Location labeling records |
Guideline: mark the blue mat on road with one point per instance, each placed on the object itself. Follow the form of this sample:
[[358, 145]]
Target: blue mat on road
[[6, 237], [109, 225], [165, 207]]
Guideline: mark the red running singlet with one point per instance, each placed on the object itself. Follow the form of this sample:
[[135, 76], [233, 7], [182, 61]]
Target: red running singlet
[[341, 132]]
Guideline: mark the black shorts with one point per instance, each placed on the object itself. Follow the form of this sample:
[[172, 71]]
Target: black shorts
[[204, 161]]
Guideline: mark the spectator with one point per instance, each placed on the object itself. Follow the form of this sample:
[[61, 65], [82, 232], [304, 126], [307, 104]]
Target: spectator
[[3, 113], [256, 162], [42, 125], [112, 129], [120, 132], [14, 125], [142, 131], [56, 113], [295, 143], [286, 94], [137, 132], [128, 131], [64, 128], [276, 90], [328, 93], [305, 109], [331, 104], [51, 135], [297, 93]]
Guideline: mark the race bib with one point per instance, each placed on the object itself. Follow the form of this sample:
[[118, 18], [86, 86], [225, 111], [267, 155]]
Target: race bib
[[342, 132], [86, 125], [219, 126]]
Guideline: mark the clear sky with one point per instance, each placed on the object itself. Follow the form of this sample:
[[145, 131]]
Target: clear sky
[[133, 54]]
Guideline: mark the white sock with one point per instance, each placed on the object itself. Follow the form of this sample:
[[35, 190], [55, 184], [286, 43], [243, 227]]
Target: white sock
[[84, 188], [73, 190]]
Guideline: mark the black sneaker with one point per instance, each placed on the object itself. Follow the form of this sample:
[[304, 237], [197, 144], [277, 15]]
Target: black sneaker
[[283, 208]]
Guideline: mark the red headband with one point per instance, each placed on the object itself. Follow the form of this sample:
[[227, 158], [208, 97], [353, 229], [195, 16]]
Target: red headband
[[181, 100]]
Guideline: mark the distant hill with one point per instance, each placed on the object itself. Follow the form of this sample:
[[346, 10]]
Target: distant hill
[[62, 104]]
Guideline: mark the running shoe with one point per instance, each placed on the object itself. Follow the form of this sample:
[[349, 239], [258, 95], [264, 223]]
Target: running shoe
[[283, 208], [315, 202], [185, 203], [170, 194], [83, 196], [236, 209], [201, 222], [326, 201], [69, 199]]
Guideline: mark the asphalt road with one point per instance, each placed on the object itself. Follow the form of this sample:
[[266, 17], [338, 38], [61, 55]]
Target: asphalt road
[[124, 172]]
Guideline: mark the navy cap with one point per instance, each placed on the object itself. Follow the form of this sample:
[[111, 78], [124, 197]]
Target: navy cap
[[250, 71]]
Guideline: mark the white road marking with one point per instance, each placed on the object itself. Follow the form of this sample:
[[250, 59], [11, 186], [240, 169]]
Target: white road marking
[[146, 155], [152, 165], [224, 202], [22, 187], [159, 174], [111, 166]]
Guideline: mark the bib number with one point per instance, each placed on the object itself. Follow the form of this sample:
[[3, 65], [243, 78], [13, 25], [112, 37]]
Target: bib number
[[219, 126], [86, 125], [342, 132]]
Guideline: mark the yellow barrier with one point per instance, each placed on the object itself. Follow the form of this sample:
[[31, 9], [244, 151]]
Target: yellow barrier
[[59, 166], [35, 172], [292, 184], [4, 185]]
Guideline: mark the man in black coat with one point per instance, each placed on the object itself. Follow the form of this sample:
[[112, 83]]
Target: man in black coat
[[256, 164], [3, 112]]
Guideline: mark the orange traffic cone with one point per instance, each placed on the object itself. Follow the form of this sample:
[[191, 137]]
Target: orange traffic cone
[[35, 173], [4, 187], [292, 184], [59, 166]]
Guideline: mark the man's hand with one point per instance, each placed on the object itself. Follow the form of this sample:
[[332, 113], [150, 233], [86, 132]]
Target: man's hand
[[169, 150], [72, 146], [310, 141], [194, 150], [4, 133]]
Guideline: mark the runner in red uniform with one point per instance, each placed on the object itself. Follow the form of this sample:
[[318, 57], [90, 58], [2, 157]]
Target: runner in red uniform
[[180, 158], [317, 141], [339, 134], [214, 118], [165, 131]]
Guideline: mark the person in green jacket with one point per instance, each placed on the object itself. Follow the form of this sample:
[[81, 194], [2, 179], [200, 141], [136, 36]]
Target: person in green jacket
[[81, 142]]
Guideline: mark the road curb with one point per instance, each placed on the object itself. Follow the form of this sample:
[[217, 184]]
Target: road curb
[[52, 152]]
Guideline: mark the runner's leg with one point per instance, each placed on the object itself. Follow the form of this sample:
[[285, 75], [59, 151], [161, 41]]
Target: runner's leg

Exercise description |
Copy out every line of the material above, word for word, from start to finish.

Task output |
Guideline: mark the blue mat on road with one point per instance, each placed on the object itself. Follow the form of this sample:
[[358, 145]]
Target: blue mat on road
[[6, 237], [109, 225], [165, 207]]
Guideline: mark the red running singlet with one point per instance, each placed on the object itself. Follow the form of this sample:
[[135, 76], [233, 7], [182, 61]]
Target: red running singlet
[[341, 132]]
Guideline: mark the black shorts with one point per instance, each placed on the object itself. Follow the form of this sample:
[[172, 71]]
Target: black shorts
[[204, 161]]
Guideline: mark the spectator with one point per instance, each placed on the object itself. Follow the form of this sample:
[[61, 65], [82, 232], [304, 126], [307, 104]]
Target: spectator
[[3, 113], [256, 162], [42, 125], [112, 129], [120, 132], [14, 125], [142, 131], [56, 113], [295, 143], [286, 94], [137, 132], [128, 131], [64, 128], [276, 90], [328, 93], [305, 109], [331, 104], [51, 135], [297, 93]]
Guideline: mark the race bib with one point per instance, each placed on the object itself. Follow the form of this sample:
[[118, 18], [86, 86], [225, 111], [267, 155]]
Target: race bib
[[342, 132], [86, 125], [219, 126]]
Guideline: mark the clear sky with one point per instance, each placed on the object itself. Follow the form of this sample:
[[145, 131]]
Target: clear sky
[[133, 54]]
Guideline: mark the white sock with one point per instance, each placed on the object itself. Follow the form of this sample:
[[35, 190], [55, 184], [286, 43], [243, 227]]
Target: white sock
[[84, 188], [73, 190]]
Guideline: mark the black sneaker with one point per instance, each placed on the object itself. Follow the form of this sample:
[[304, 237], [197, 144], [277, 15]]
Target: black sneaker
[[283, 208]]
Guideline: mark the red headband with one point per instance, each placed on the object itself. Follow the form of this sample:
[[227, 158], [208, 97], [353, 229], [195, 16]]
Target: red headband
[[181, 100]]
Guideline: mark the distant hill with one point per instance, each placed on the object itself. Follow the form of this sample:
[[346, 10]]
Target: distant hill
[[62, 104]]
Guideline: mark the running shoe with one point per instance, each placed on the object itself. Follow the form of this sample:
[[349, 239], [258, 95], [264, 223]]
Target: running shoe
[[283, 208], [315, 202], [185, 203], [170, 194], [83, 196], [236, 209], [201, 222], [326, 201], [69, 199]]
Guideline: mark the asphalt road with one point per instance, each placed on the object itself. Follow the form of this sample:
[[266, 17], [338, 38], [61, 55]]
Target: asphalt road
[[124, 172]]
Guideline: mark the navy cap with one point per instance, each placed on the object itself. Follow the form of this sample:
[[111, 78], [124, 197]]
Target: navy cap
[[250, 71]]
Guideline: mark the white road marking with one point per instance, each placed on the object itself. Follow the form of this sample:
[[250, 59], [11, 186], [240, 169]]
Target: white road marking
[[146, 155], [152, 165], [224, 202], [22, 187], [159, 174], [111, 166]]
Guideline: mark the bib number with one point per instance, each placed on the object itself. Follow the form of this sample:
[[3, 65], [243, 78], [13, 25], [112, 37]]
Target: bib number
[[219, 126], [86, 125], [342, 132]]
Guideline: mark the yellow barrier with one point per instance, each placed on the object itself. Follow the form of this sample:
[[31, 9], [244, 151]]
Target: yellow barrier
[[59, 166], [35, 172], [292, 184], [4, 185]]
Guideline: mark the man in black coat with one point per instance, each placed on the object itself. Follow the form of this sample:
[[112, 83]]
Target: man in black coat
[[256, 164], [3, 112]]
Guideline: mark the orange traffic cone with one point per instance, each placed on the object itself. Follow the form of this sample:
[[191, 137]]
Target: orange traffic cone
[[35, 173], [4, 187], [292, 184], [59, 166]]
Guideline: mark the man's hand with one point per instance, each placed on the object itself. Follow the form of this sample:
[[332, 113], [150, 233], [86, 132]]
Target: man's hand
[[169, 150], [72, 146], [310, 141], [194, 150], [4, 133]]
Guideline: mark the runner in red uniform with one point per instance, each placed on the object itself. Follow the form of this sample:
[[318, 57], [90, 58], [2, 157]]
Target: runner in red uniform
[[180, 158], [317, 141], [339, 134], [214, 118], [165, 131]]
Guideline: mark the person in green jacket with one point per instance, each placed on the object itself. Follow the form of this sample:
[[81, 194], [2, 179], [200, 141], [136, 36]]
Target: person in green jacket
[[81, 142]]
Guideline: mark the road curb with one point per instance, each placed on the object itself. Follow the form of this sample:
[[217, 184]]
Target: road curb
[[52, 152]]
Guideline: mark the runner's leg with one point per instance, each placed on the object itself. Follow the form of this sample:
[[285, 75], [59, 151], [161, 41]]
Target: runner's leg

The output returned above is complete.